§ **Direction 1**
Copy the lines of the records from the line containing "above contains pebble-covered" to the line containing "471, 101, 626, 417", including both. Leave out the pictures.

Introduction to Dog Crates
Dog crates, or dog cages as they are sometimes called are basically used for security and to enhance the safety of the dog.
If used correctly they are never cruel, and any negative thoughts about crating invariably stem from the human perspective and a human horror of being caged.
Dogs in general love their crate! They see things differently.
Dog crates have many uses and here we explore the five more common reasons for crating.
Use for training.
All dogs - and especially puppies - need a certain amount of training and crates can help to train your dog to be left alone for short periods and are also often found to be a great help in toilet training.
In fact a dog crate is often the training tool most recommended by dog trainers and vets. Without doubt a crate helps to build and maintain a bond between you and your dog.
But first, the dog or puppy must be trained to actually use the crate and we have a lot of helpful tips on this site to assist.
You may find the button links below a help in your training regime. Every moment spent on crate training is time well spent.
Use as a den or safe place - not a "sin bin"
Dogs are, by nature, "den" animals and have a natural tendency to seek out a safe place. This allows them to relax in their own secure environment using the crate as protection. Correctly trained dogs have a positive association with their crate and will quite happily walk in and out of it. They will also be quite happy to be left alone in the crate as they will be happy there.

§ **Direction 2**
According to the dog crate introduction, where do negative thoughts about crating come from?

§ **Dataset rows**
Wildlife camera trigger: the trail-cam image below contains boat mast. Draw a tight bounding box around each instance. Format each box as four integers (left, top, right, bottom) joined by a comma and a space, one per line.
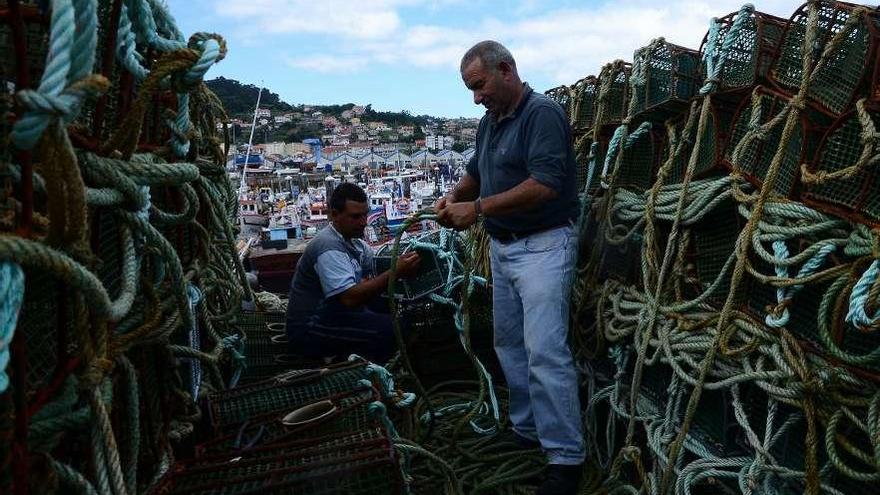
238, 85, 263, 229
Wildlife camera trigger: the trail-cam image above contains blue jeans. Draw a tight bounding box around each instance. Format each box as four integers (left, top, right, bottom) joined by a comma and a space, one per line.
287, 298, 408, 364
491, 226, 585, 464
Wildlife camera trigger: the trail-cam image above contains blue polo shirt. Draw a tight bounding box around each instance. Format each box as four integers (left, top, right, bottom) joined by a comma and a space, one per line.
467, 83, 578, 236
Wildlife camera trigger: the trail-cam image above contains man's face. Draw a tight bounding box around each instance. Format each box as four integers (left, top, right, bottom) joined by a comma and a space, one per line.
330, 199, 370, 239
461, 58, 510, 116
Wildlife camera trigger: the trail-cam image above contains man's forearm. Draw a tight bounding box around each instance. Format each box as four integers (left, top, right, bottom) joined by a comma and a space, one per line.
480, 178, 558, 217
446, 174, 480, 203
339, 271, 389, 308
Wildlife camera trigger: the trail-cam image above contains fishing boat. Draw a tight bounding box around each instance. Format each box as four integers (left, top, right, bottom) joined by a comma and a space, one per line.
0, 0, 880, 495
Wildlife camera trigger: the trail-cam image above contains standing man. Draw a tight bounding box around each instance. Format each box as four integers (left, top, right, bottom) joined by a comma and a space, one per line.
287, 182, 419, 363
436, 41, 585, 495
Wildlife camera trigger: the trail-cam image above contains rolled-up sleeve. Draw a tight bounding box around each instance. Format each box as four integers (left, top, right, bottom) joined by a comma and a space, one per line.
525, 105, 569, 191
315, 251, 360, 297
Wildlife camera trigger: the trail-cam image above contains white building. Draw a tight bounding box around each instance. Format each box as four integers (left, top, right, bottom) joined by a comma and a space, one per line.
358, 151, 385, 170
425, 134, 455, 150
385, 150, 412, 169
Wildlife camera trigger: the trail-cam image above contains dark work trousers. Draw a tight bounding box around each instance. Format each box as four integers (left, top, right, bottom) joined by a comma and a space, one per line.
287, 298, 408, 364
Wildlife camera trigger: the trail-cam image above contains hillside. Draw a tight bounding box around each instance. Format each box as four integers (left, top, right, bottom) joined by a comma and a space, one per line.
206, 77, 435, 134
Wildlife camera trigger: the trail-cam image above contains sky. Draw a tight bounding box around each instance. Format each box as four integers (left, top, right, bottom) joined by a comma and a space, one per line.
166, 0, 802, 117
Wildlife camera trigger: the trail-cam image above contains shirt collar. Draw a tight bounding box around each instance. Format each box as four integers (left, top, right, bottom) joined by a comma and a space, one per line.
327, 222, 354, 244
493, 82, 533, 124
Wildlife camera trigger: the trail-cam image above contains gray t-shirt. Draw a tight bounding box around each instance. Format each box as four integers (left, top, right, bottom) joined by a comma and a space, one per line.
287, 224, 375, 318
467, 83, 578, 235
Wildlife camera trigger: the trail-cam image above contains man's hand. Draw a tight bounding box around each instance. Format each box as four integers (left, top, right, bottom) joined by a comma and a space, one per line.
397, 251, 422, 278
437, 201, 477, 230
434, 196, 453, 211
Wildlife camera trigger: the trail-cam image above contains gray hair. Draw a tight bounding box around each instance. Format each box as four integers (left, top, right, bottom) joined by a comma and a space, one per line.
459, 40, 516, 71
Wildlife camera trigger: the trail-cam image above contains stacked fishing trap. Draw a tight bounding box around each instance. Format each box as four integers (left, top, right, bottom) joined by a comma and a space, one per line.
548, 1, 880, 494
0, 0, 411, 495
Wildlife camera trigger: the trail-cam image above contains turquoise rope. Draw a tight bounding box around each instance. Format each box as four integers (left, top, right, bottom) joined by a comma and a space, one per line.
126, 0, 186, 52
67, 0, 98, 85
600, 122, 652, 189
846, 259, 880, 330
700, 3, 755, 95
186, 283, 202, 400
11, 0, 76, 150
0, 261, 24, 394
764, 241, 837, 328
116, 4, 150, 82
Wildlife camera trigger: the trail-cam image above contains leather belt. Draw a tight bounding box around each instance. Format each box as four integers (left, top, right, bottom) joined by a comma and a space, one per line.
489, 221, 571, 244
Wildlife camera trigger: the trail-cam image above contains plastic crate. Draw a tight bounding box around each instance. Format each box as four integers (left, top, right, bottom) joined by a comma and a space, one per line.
609, 128, 665, 192
205, 360, 369, 431
544, 85, 571, 115
771, 1, 880, 115
571, 76, 599, 134
196, 387, 380, 457
374, 237, 447, 301
801, 102, 880, 227
150, 428, 404, 495
629, 38, 702, 120
724, 87, 808, 197
688, 201, 745, 308
595, 60, 632, 126
700, 10, 786, 92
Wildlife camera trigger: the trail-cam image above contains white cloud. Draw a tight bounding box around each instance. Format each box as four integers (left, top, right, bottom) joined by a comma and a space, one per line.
215, 0, 413, 39
230, 0, 801, 84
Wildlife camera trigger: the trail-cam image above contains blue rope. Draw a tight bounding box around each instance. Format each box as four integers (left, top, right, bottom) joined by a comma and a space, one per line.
116, 4, 150, 82
0, 261, 24, 394
186, 283, 202, 400
220, 334, 247, 388
846, 259, 880, 330
764, 241, 837, 328
126, 0, 186, 52
700, 3, 755, 95
11, 0, 76, 150
601, 122, 652, 189
348, 354, 416, 407
67, 0, 98, 84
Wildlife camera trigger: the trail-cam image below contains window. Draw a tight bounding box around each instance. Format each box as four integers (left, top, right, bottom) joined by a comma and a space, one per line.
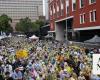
89, 0, 96, 4
66, 0, 69, 14
50, 7, 52, 16
60, 0, 64, 9
80, 13, 85, 24
90, 10, 96, 22
72, 0, 76, 11
80, 0, 84, 8
57, 3, 59, 12
53, 6, 55, 14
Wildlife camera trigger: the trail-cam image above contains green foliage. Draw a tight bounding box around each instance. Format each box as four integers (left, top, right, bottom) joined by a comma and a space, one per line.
16, 17, 44, 33
0, 14, 13, 32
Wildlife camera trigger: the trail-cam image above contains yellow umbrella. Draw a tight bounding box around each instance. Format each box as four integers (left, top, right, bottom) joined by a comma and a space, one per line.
16, 50, 28, 59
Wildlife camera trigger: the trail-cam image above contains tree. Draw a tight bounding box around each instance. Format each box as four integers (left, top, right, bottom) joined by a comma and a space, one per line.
0, 14, 13, 33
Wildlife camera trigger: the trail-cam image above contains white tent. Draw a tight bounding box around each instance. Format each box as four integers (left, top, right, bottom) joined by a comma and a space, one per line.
84, 35, 100, 43
17, 34, 25, 37
29, 35, 39, 39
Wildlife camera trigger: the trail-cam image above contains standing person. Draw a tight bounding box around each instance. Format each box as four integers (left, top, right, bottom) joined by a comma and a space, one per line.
12, 68, 23, 80
0, 71, 4, 80
5, 72, 14, 80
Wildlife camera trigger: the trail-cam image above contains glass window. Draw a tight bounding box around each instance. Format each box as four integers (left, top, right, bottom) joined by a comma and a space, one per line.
80, 0, 84, 8
66, 0, 69, 14
80, 13, 85, 24
89, 0, 96, 4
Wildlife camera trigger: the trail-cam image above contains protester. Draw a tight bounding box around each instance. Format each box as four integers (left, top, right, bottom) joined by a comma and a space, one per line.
0, 36, 100, 80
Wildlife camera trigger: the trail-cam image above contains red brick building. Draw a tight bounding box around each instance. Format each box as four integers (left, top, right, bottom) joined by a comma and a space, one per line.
49, 0, 100, 41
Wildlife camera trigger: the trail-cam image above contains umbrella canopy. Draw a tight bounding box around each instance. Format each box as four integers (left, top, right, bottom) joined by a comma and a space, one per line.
84, 35, 100, 43
45, 35, 52, 38
0, 36, 6, 40
29, 35, 39, 39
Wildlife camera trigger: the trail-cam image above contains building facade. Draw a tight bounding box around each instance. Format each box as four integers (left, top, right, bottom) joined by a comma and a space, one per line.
0, 0, 43, 27
49, 0, 100, 41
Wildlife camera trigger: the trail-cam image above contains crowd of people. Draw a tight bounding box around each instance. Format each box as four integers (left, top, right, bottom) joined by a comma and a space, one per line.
0, 37, 100, 80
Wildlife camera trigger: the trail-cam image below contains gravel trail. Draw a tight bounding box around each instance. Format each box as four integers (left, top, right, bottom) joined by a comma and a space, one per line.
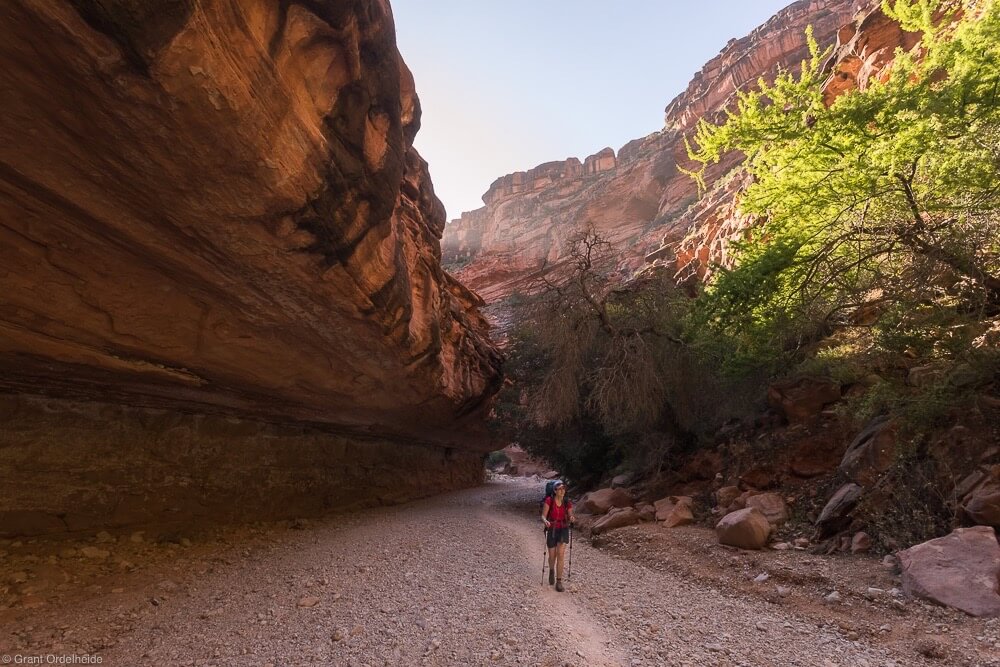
5, 480, 992, 667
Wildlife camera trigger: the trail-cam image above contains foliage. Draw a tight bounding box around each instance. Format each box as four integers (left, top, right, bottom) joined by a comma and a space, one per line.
689, 0, 1000, 369
484, 449, 510, 468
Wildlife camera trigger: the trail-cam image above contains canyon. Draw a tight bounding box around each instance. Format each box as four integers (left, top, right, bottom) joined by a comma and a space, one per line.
0, 0, 501, 536
442, 0, 864, 304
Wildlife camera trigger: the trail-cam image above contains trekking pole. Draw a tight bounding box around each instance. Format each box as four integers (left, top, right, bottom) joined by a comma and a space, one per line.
542, 527, 549, 586
566, 524, 573, 581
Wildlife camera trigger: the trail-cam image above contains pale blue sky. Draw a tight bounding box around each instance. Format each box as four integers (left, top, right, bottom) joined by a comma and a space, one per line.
392, 0, 790, 219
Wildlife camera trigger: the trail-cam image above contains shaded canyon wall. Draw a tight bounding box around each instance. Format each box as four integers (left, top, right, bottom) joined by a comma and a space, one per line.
0, 0, 500, 534
442, 0, 857, 303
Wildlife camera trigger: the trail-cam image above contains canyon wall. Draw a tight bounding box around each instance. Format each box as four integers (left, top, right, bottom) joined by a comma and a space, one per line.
442, 0, 856, 303
0, 0, 500, 534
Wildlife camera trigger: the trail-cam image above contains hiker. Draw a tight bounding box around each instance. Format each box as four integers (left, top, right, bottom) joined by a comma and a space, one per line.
542, 480, 576, 593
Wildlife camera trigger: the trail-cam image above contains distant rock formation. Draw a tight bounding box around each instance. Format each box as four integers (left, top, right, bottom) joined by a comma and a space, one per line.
442, 0, 856, 303
0, 0, 500, 533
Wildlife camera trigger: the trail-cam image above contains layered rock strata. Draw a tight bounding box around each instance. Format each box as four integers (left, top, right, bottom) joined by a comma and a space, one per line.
442, 0, 855, 303
0, 0, 500, 530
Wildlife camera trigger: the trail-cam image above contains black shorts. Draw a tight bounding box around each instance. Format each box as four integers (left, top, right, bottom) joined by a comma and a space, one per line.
545, 526, 569, 549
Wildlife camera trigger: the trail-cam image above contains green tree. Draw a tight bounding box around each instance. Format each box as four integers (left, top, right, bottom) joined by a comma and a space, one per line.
689, 0, 1000, 366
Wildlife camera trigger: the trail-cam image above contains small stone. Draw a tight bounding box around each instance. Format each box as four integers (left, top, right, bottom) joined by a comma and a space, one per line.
80, 547, 111, 560
865, 586, 885, 600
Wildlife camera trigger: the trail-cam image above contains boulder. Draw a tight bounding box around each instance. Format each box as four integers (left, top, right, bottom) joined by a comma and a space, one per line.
715, 486, 740, 512
851, 531, 872, 554
654, 496, 694, 528
715, 507, 771, 549
611, 472, 633, 489
898, 526, 1000, 616
635, 503, 656, 521
580, 489, 633, 514
840, 416, 896, 486
590, 507, 641, 535
816, 482, 862, 537
740, 466, 781, 491
767, 377, 840, 423
746, 493, 788, 526
962, 484, 1000, 528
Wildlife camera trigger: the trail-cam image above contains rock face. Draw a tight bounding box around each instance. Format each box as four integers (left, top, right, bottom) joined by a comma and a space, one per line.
442, 0, 853, 303
0, 0, 500, 536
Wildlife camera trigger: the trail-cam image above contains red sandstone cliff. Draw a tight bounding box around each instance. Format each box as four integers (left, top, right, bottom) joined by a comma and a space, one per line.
442, 0, 856, 303
0, 0, 498, 441
0, 0, 500, 535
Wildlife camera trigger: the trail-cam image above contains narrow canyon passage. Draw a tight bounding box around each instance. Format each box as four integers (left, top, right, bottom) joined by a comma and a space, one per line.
0, 481, 972, 667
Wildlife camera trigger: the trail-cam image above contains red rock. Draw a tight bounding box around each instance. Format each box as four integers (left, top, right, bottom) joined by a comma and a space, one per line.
0, 0, 500, 532
746, 493, 788, 526
715, 507, 771, 549
816, 483, 862, 537
898, 526, 1000, 616
740, 466, 781, 491
590, 507, 640, 535
840, 417, 896, 487
962, 484, 1000, 528
442, 0, 853, 302
635, 503, 656, 521
580, 488, 633, 514
715, 486, 742, 512
851, 532, 872, 554
767, 378, 840, 423
654, 496, 694, 528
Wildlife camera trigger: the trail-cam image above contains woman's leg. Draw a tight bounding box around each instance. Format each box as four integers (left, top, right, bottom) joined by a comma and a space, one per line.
554, 542, 566, 579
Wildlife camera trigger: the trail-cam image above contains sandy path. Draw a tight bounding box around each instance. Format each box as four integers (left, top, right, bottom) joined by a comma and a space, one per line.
0, 480, 989, 667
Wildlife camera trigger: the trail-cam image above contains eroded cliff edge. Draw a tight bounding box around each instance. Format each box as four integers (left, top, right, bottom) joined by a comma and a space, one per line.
442, 0, 857, 304
0, 0, 500, 533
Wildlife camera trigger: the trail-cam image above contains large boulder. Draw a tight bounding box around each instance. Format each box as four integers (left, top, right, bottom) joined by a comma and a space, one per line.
840, 416, 896, 486
653, 496, 694, 528
715, 486, 743, 514
590, 507, 642, 535
580, 489, 634, 514
715, 507, 771, 549
746, 493, 788, 526
816, 482, 862, 537
898, 526, 1000, 616
962, 484, 1000, 528
767, 377, 840, 423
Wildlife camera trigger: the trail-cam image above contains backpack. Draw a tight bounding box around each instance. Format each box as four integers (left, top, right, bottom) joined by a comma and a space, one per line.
538, 479, 573, 528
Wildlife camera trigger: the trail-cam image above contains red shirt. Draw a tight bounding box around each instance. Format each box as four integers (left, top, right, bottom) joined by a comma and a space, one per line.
545, 496, 573, 528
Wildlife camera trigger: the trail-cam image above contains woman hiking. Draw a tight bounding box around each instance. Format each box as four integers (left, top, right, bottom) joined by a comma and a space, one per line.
542, 480, 576, 593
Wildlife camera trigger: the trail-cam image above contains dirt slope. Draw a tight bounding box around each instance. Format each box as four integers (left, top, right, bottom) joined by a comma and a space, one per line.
0, 480, 1000, 667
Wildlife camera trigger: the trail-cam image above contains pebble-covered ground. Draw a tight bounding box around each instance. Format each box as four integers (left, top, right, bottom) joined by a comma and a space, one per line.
0, 479, 1000, 667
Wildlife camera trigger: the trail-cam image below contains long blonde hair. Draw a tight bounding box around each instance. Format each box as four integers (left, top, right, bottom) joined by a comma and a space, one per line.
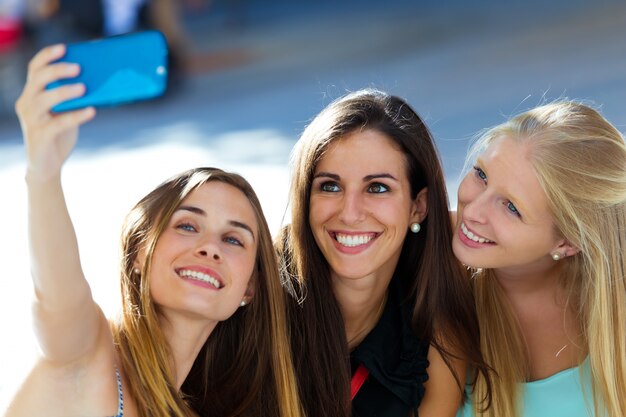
112, 168, 301, 417
471, 101, 626, 417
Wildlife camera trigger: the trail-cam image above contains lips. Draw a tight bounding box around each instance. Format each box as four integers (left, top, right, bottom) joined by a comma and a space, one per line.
459, 222, 495, 244
333, 232, 376, 248
176, 267, 224, 290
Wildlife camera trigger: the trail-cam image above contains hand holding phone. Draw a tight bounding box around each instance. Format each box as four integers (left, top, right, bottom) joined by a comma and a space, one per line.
47, 30, 168, 112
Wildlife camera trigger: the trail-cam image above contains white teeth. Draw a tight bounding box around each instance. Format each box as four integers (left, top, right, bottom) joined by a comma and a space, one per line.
461, 223, 493, 243
335, 233, 373, 248
178, 269, 221, 288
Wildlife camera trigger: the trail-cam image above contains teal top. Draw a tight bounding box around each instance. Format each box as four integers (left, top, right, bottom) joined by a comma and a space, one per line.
456, 358, 593, 417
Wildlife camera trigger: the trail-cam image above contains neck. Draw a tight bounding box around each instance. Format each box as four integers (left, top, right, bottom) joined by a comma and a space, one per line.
333, 276, 390, 350
160, 314, 217, 390
494, 261, 586, 380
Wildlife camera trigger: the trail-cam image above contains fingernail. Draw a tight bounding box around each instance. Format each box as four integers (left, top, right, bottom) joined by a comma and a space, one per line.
52, 44, 65, 55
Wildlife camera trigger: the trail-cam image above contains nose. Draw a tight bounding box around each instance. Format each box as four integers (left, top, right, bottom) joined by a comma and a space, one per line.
339, 192, 365, 225
196, 239, 222, 261
458, 181, 489, 224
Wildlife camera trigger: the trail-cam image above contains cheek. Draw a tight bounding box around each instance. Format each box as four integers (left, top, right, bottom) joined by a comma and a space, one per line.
457, 176, 475, 204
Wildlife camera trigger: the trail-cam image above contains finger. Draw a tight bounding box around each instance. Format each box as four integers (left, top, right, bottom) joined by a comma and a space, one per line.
44, 107, 96, 137
15, 83, 85, 123
24, 62, 80, 96
37, 83, 86, 114
28, 44, 65, 76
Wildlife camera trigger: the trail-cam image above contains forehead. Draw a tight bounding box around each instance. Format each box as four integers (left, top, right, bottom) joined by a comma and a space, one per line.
315, 129, 407, 176
477, 137, 551, 219
181, 181, 258, 230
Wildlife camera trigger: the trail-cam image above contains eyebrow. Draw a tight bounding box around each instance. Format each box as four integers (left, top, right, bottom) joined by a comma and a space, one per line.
474, 157, 533, 220
176, 206, 255, 240
313, 172, 398, 181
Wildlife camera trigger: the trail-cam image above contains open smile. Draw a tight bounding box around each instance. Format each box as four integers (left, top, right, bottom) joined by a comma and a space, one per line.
458, 222, 496, 248
176, 268, 224, 290
329, 231, 380, 253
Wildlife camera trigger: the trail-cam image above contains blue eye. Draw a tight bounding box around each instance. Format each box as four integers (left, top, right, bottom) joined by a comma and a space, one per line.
367, 182, 389, 194
176, 223, 197, 232
224, 236, 243, 246
320, 181, 340, 193
505, 201, 522, 217
474, 166, 487, 181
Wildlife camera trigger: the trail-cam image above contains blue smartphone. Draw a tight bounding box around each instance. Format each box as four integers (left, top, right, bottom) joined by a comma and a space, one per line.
46, 30, 168, 112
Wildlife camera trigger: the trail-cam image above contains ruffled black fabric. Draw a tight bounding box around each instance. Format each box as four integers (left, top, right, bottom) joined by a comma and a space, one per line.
350, 278, 429, 417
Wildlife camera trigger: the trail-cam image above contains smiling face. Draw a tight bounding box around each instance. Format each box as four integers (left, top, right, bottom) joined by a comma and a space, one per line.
309, 130, 426, 281
452, 138, 564, 274
149, 181, 258, 321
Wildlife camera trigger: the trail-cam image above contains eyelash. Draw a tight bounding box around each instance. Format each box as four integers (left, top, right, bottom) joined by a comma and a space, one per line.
320, 181, 389, 194
504, 201, 522, 218
367, 182, 389, 194
223, 236, 243, 247
320, 181, 339, 193
474, 166, 522, 218
474, 166, 487, 181
176, 223, 197, 232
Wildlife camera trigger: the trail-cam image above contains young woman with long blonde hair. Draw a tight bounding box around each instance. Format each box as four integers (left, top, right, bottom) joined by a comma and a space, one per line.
453, 101, 626, 417
6, 46, 301, 417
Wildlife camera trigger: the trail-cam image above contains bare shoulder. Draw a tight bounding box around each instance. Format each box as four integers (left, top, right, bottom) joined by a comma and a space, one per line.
419, 345, 467, 417
5, 314, 118, 417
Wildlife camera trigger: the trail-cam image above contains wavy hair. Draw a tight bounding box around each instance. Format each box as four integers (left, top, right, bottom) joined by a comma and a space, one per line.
112, 168, 300, 417
464, 101, 626, 417
278, 89, 488, 417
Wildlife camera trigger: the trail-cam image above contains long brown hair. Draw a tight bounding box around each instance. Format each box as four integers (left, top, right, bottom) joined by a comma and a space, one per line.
112, 168, 300, 417
279, 90, 488, 417
468, 101, 626, 417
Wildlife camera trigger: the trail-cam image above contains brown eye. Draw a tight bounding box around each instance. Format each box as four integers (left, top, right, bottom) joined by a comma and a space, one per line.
176, 223, 197, 232
367, 182, 389, 194
320, 181, 340, 193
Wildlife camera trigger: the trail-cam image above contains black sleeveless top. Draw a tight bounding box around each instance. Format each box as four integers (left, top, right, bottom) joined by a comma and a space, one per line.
350, 278, 429, 417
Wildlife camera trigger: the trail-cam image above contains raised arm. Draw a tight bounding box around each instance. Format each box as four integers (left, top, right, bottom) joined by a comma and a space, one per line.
16, 45, 103, 364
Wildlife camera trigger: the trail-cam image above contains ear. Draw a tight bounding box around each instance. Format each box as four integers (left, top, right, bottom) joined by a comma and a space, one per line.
243, 272, 258, 304
411, 187, 428, 223
550, 239, 580, 258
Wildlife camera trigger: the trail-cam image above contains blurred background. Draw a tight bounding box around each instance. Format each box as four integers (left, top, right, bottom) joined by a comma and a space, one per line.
0, 0, 626, 410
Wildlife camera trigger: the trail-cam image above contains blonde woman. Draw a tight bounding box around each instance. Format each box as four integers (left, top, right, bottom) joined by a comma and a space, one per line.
6, 46, 300, 417
453, 102, 626, 417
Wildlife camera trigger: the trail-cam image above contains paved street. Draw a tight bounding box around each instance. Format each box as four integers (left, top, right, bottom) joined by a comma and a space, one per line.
0, 0, 626, 404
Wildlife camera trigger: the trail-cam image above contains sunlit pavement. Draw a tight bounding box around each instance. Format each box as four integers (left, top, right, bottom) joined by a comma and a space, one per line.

§ **Correct result 1**
Wildlife camera trigger: the trail-cam image above contains pebble-covered ground. Draw a tight bounding box around each instance. Format each box as four integers (left, top, right, bottom) joined by a comma and a space, one per line.
0, 479, 1000, 667
Wildlife camera trigger: the trail-cam image below contains long blonde hair. Draw a tight bounding box around each instance. Format each box as four integers (left, top, right, bottom) joined by a comma and a space, one per line.
112, 168, 301, 417
471, 101, 626, 417

§ **Correct result 2**
They invariably stem from the human perspective and a human horror of being caged. Dogs see things differently and generally love their crate.